[THE PROBLEM]: Search the listing below for lines that hold the word "ceramic", and report only how many there are.
::: GIVEN DATA :::
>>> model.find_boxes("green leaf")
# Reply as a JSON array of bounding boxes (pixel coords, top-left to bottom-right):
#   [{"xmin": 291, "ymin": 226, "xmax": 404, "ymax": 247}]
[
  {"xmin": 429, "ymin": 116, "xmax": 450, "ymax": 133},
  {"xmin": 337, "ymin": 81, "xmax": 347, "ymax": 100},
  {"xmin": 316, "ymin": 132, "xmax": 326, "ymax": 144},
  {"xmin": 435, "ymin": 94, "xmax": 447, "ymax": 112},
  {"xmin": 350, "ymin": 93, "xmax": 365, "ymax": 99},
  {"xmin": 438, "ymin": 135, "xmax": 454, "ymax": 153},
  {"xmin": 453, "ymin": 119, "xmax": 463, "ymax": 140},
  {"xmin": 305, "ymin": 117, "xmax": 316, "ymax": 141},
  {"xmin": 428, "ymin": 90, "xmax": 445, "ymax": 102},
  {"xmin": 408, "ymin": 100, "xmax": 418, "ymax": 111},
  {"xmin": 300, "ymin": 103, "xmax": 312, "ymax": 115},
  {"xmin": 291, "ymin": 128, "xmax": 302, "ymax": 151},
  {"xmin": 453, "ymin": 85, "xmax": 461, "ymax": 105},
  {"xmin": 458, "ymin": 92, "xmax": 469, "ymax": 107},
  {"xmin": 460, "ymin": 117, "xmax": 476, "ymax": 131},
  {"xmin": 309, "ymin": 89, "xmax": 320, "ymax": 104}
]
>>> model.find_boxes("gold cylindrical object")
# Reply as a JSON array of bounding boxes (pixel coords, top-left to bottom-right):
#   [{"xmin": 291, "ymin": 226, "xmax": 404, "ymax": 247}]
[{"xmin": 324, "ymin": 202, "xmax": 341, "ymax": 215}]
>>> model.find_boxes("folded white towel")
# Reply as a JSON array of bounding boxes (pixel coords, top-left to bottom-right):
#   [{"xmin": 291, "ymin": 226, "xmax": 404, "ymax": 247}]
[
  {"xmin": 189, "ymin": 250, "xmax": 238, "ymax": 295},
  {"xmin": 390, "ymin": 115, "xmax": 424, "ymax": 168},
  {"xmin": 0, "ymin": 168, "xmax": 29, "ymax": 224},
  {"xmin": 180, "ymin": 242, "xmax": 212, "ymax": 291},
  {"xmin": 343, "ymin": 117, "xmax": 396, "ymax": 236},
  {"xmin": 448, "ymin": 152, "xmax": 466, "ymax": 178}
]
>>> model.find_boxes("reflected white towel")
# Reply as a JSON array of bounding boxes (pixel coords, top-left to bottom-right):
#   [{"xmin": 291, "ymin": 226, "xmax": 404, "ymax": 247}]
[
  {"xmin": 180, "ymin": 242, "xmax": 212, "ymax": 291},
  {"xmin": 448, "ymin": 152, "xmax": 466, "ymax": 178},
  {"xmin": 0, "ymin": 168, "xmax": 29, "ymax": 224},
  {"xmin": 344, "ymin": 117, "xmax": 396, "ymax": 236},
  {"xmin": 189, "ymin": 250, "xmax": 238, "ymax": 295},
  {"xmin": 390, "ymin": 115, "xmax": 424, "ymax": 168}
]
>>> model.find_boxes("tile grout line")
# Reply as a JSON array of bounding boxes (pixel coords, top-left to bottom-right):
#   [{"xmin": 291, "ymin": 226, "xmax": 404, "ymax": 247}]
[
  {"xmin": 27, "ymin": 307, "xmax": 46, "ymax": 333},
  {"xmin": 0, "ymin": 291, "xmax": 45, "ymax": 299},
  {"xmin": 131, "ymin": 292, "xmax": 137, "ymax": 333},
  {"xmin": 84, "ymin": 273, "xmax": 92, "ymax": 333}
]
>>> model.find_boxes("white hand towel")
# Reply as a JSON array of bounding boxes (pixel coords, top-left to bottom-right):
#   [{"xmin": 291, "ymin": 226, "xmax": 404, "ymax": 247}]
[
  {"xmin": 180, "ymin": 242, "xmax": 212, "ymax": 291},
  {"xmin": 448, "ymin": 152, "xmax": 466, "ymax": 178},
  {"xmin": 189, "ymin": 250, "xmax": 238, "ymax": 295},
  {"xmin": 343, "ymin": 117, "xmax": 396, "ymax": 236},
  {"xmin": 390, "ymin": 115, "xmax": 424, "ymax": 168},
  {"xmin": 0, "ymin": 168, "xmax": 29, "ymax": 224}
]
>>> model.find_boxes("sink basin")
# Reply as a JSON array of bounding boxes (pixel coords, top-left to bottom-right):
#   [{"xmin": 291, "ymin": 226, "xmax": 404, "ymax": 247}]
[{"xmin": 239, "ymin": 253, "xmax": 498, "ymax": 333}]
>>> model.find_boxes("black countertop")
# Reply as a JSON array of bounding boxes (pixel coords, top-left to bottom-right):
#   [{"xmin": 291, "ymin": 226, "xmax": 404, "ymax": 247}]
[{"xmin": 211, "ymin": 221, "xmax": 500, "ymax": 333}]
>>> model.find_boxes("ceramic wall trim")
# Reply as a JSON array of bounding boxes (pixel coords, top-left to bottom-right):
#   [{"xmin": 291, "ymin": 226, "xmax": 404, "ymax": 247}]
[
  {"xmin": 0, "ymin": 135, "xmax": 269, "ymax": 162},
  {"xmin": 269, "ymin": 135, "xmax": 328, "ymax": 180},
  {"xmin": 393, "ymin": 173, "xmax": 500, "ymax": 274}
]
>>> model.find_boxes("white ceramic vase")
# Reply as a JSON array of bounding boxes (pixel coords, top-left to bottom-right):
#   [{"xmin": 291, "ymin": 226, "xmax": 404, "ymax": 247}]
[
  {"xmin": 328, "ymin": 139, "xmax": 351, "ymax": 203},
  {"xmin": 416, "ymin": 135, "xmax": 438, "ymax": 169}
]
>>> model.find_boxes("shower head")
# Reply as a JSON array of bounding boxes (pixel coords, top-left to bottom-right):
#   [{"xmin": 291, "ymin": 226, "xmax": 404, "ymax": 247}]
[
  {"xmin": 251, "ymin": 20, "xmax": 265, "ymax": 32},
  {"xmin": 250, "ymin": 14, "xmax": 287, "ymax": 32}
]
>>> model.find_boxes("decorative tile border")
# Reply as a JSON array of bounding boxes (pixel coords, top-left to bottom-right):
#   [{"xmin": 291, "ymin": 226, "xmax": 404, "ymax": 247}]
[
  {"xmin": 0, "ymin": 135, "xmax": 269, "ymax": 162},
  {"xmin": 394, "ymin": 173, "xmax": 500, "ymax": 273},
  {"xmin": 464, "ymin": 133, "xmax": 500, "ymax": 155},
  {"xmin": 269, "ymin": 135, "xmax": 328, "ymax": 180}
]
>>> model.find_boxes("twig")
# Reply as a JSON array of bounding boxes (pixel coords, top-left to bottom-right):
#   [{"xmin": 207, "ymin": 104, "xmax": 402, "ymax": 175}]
:::
[ANSWER BOX]: 2